> [Data extracts]:
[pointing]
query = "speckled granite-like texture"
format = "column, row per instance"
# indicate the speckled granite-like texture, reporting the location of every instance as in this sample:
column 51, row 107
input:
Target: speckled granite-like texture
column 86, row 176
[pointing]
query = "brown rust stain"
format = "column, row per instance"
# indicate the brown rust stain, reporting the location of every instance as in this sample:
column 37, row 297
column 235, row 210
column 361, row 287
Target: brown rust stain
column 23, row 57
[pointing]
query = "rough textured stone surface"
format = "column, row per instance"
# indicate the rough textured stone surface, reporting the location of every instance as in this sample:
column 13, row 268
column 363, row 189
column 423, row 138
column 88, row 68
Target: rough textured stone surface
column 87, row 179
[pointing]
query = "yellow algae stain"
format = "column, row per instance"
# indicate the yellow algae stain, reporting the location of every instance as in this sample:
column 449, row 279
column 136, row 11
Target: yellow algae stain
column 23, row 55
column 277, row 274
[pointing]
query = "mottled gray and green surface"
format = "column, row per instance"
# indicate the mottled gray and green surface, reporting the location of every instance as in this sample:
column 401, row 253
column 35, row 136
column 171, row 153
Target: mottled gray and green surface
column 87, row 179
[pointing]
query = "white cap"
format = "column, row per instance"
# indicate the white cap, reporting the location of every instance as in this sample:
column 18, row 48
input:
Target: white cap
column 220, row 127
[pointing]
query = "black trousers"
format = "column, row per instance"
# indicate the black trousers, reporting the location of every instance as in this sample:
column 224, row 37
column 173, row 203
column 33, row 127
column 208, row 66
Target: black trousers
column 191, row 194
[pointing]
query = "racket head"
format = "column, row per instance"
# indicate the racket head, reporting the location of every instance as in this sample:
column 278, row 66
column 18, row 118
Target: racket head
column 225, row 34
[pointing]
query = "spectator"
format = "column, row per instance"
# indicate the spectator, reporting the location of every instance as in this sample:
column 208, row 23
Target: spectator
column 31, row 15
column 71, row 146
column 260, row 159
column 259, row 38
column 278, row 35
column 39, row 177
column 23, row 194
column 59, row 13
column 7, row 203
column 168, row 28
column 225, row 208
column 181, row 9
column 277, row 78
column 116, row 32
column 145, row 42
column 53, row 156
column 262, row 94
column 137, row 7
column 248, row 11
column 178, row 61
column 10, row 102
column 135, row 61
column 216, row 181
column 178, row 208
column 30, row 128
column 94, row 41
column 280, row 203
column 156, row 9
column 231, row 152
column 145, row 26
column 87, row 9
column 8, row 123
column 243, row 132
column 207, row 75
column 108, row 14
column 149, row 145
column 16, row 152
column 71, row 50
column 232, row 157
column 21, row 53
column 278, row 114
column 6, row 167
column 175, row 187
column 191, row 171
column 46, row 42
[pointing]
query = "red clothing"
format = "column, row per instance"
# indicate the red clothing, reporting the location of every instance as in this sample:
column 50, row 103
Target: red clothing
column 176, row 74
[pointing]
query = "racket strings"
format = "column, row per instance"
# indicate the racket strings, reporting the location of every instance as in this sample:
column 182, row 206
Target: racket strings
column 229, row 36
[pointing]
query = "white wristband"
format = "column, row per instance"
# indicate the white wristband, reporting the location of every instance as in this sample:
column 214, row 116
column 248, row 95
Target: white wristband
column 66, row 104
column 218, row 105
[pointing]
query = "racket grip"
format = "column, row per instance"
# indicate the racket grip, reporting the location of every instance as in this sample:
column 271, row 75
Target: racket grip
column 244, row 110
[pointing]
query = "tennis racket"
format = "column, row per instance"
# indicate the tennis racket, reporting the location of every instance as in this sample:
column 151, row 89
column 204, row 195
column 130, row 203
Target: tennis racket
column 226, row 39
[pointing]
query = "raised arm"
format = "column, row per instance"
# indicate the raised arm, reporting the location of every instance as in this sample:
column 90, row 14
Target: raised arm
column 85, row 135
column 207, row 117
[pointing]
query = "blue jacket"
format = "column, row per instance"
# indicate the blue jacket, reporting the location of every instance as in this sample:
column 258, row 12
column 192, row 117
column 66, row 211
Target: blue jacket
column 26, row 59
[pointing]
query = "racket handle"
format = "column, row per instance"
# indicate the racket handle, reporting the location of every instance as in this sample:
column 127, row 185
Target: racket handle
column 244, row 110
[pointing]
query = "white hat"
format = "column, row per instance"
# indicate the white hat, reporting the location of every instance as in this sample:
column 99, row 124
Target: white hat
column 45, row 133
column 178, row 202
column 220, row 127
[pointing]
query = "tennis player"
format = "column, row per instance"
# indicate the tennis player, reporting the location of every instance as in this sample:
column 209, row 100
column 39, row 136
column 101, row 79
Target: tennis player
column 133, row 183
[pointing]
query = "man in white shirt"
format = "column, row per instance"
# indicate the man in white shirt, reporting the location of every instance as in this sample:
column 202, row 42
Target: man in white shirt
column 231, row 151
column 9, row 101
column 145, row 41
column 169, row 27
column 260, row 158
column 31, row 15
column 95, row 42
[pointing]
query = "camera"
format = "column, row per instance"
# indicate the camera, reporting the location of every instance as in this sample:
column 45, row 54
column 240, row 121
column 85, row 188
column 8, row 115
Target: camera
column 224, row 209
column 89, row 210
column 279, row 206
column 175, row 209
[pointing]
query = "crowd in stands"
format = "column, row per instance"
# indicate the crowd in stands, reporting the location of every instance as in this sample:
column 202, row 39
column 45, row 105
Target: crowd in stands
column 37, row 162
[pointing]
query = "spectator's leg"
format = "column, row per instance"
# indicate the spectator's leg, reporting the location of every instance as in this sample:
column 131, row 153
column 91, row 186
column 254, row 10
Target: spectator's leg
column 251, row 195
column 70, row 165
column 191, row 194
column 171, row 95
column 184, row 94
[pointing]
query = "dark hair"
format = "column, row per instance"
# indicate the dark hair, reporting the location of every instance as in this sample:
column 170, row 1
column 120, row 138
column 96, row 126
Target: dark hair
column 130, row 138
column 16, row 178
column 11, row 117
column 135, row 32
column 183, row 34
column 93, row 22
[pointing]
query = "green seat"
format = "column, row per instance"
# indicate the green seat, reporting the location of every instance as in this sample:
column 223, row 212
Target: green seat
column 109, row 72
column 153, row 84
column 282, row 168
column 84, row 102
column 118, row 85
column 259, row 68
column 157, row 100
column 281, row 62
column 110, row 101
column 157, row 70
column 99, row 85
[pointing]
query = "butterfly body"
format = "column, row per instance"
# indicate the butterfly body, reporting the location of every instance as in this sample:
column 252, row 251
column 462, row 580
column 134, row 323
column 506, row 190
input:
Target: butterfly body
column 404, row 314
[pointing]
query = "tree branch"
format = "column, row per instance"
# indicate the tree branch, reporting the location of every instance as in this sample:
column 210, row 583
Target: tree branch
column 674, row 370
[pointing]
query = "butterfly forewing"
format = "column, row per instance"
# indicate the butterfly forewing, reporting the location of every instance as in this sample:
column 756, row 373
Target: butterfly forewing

> [What is needed]: Copy every line from the records above that contains the string "forewing".

> [Task solution]:
query = "butterfly forewing"
# indicate the butterfly forewing, reporting the location of every instance as in this sample:
Target: butterfly forewing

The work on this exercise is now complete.